[Referring expression pointing data]
= Beginning of Section =
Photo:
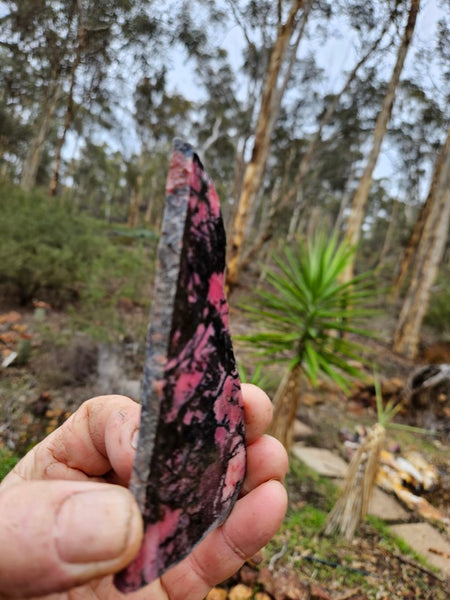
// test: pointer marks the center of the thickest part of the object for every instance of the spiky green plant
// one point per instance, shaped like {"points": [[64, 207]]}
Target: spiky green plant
{"points": [[305, 318]]}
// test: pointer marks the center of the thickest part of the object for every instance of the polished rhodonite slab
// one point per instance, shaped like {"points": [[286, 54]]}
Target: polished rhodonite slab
{"points": [[190, 461]]}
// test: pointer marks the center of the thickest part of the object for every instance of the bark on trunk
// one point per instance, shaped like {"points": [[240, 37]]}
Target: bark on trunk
{"points": [[253, 175], [426, 265], [303, 168], [419, 225], [70, 112], [133, 215], [360, 198], [41, 131], [286, 402]]}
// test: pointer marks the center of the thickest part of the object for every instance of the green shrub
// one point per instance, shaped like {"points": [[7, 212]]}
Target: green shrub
{"points": [[45, 250]]}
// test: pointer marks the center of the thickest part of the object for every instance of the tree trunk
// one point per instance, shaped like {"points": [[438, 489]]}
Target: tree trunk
{"points": [[420, 223], [41, 131], [135, 202], [360, 198], [428, 258], [388, 237], [303, 168], [54, 182], [254, 171], [286, 402]]}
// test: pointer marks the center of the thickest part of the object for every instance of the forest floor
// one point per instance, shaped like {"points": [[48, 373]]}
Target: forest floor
{"points": [[58, 366]]}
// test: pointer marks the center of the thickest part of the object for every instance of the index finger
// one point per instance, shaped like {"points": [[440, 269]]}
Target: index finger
{"points": [[101, 436]]}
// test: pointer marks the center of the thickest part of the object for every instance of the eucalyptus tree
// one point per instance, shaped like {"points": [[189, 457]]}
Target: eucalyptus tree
{"points": [[288, 20], [354, 225], [428, 256]]}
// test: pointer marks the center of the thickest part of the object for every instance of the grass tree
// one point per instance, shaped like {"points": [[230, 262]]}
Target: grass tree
{"points": [[303, 318]]}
= End of Section =
What this task involves: Exact copy, no pictures: please print every record above as written.

Result of the task:
Photo:
// test: pointer marks the center of the thickest part of the object for every instance of the spiky green plant
// one point per instance, shaped like {"points": [[64, 207]]}
Target: spiky green plant
{"points": [[305, 318]]}
// test: pointer marks the center of the thickest part of the object for every instance of the polished rhodonite slab
// one point per instance, shaped like {"points": [[286, 54]]}
Target: polished rhodonite slab
{"points": [[190, 461]]}
// test: pointer marks the center of the thickest part of the object for every instance of the bark on trunk
// one point per instance, shaped like {"points": [[240, 37]]}
Target: bark on trunk
{"points": [[253, 175], [426, 265], [303, 168], [419, 225], [70, 112], [133, 215], [360, 198], [41, 131], [286, 402]]}
// test: pointer marks the center of the thickest part of the object for every instance of the green shrub
// one point per instance, shaped like {"points": [[7, 212]]}
Target: green shrub
{"points": [[45, 250]]}
// test: pointer marks the center of the thickest part of the object for every instance of the tree trunk
// one point per instance, shaped like {"points": [[438, 489]]}
Target: tree trunk
{"points": [[420, 223], [41, 131], [135, 202], [360, 198], [428, 258], [388, 237], [303, 168], [54, 182], [254, 171], [286, 402]]}
// test: pointer marks the center of the thickest part of the object for every instance of the forest floor
// one point per instance, shaped like {"points": [[48, 373]]}
Target: forest floor
{"points": [[58, 366]]}
// test: pointer marks the center of the thickest part of the object for every instance of the index finger
// one point per instance, shaped like {"points": [[440, 269]]}
Target: index finger
{"points": [[101, 436]]}
// test: pointer marks the center of the thickest part of the object for every instance of the eucalyptus tree
// one point per instance, shaped like {"points": [[189, 457]]}
Target: eucalyptus tree
{"points": [[288, 20], [354, 225], [428, 256]]}
// test: pointer marks the center of the thickest part of the object for every instance of the grass tree
// one point per instance, shaped like {"points": [[230, 262]]}
Target: grass tree
{"points": [[303, 318]]}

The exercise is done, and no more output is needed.